* BEGIN *

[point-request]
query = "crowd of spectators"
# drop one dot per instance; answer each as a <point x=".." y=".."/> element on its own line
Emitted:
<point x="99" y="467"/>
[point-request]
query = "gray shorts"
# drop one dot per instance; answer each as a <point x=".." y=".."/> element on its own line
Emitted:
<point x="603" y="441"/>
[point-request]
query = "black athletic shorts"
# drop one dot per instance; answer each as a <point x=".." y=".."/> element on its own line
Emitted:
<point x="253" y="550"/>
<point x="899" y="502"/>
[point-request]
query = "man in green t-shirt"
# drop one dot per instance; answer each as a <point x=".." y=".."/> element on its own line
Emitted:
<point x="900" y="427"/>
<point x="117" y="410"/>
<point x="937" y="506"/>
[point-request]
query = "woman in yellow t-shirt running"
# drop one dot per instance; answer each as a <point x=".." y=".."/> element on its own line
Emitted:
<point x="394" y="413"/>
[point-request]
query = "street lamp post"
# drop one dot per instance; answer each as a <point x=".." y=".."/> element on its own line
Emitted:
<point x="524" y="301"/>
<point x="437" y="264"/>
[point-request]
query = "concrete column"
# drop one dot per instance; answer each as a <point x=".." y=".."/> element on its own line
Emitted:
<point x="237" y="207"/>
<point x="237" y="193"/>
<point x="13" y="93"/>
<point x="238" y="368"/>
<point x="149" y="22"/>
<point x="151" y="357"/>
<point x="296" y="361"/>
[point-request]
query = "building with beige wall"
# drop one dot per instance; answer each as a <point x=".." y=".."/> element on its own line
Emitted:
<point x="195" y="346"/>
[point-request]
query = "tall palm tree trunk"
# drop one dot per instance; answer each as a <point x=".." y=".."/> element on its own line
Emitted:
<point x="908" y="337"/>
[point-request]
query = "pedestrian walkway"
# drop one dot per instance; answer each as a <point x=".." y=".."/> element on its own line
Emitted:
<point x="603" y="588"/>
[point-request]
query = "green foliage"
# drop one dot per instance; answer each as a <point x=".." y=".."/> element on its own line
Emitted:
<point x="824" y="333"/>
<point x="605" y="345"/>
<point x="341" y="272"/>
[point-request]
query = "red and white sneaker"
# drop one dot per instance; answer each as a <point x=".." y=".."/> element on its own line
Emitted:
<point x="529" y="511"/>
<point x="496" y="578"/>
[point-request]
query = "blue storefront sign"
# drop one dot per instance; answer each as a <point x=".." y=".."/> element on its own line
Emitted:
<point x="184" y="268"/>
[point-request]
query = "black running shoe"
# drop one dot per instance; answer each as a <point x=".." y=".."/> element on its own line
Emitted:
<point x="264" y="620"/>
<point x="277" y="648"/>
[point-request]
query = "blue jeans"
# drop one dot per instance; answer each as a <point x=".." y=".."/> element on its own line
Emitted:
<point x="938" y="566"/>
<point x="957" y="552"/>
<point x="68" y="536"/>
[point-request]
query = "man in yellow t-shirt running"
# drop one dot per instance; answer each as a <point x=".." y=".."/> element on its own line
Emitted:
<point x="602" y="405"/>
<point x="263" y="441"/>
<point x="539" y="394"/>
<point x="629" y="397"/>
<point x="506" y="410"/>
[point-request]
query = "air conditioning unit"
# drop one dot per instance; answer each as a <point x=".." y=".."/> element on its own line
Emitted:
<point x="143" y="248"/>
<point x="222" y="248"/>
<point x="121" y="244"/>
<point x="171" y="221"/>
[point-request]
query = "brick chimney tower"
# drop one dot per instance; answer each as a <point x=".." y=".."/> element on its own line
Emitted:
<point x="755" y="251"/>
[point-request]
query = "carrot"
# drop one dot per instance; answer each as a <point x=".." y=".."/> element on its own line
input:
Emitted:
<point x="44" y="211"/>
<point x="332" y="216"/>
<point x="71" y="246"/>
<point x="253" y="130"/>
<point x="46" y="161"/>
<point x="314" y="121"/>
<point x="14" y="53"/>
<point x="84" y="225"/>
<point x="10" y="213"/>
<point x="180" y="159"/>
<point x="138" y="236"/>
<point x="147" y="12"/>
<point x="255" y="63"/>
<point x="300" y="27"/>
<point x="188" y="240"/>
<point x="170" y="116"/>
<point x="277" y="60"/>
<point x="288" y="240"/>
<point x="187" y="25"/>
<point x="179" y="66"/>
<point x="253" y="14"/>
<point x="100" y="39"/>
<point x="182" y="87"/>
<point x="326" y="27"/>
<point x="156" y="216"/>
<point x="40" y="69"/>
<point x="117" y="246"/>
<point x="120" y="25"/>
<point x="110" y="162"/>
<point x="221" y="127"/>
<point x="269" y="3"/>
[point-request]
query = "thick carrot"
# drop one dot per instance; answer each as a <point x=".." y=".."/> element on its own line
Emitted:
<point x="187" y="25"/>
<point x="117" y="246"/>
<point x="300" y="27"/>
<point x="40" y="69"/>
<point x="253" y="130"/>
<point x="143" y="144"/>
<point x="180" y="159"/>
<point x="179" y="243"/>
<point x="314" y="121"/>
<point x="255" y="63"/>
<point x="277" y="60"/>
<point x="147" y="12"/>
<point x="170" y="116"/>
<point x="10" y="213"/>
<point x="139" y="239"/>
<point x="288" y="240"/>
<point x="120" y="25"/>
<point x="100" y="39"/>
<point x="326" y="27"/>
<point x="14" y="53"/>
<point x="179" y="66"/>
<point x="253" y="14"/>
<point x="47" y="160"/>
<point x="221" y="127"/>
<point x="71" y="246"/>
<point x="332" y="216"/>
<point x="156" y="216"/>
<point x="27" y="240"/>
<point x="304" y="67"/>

* END *

Return every line of the rows above that contains the string "yellow", treating uppercase and lowercase letters as different.

WRITTEN REPLY ::
query = "woman in yellow t-shirt running"
query = "man in yellow t-shirt running"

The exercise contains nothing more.